Task to complete> Apart from the pictures, every entry must be retyped exactly.
===
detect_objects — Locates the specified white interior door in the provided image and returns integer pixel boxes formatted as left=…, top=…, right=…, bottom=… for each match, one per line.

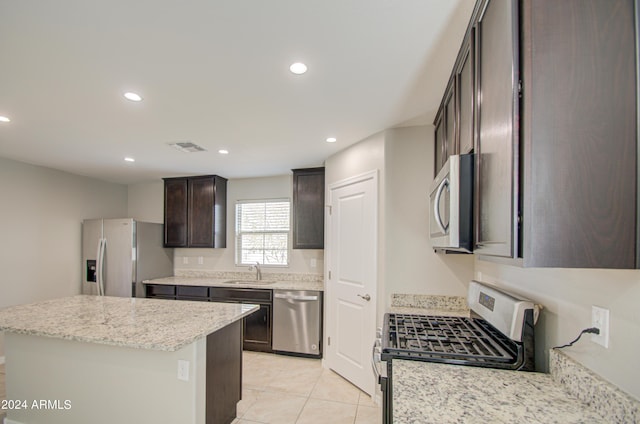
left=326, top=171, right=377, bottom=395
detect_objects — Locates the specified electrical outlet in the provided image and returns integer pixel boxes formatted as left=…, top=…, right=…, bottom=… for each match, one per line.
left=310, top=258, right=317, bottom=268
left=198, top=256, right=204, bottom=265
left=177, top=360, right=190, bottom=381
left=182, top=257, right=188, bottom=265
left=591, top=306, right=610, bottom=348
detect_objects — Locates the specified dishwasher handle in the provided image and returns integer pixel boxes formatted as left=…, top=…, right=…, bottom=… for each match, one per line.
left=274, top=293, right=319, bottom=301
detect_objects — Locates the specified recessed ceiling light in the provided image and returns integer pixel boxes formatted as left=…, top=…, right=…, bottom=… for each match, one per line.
===
Expected answer>
detect_objects — Locates the specified white interior door in the provided image and returns integer pixel boxes formatted as left=…, top=…, right=…, bottom=… for each match, one per line.

left=326, top=171, right=377, bottom=395
detect_objects — Locates the specified electrical outlet in the provided image and returns integer pixel boxes formatted as left=…, top=…, right=…, bottom=… for each match, one per line.
left=310, top=258, right=317, bottom=268
left=198, top=256, right=204, bottom=265
left=177, top=360, right=190, bottom=381
left=182, top=257, right=188, bottom=265
left=591, top=306, right=610, bottom=348
detect_objects — Locates the specified dishwasher handle in the provided image and returns integer pixel boxes formatted as left=…, top=…, right=…, bottom=… for each match, one per line.
left=274, top=293, right=319, bottom=301
detect_objects — Locates the specified recessed ceiling light in the provided image and returns integer pixel boxes formatted as left=…, top=…, right=…, bottom=… for each match, one per line.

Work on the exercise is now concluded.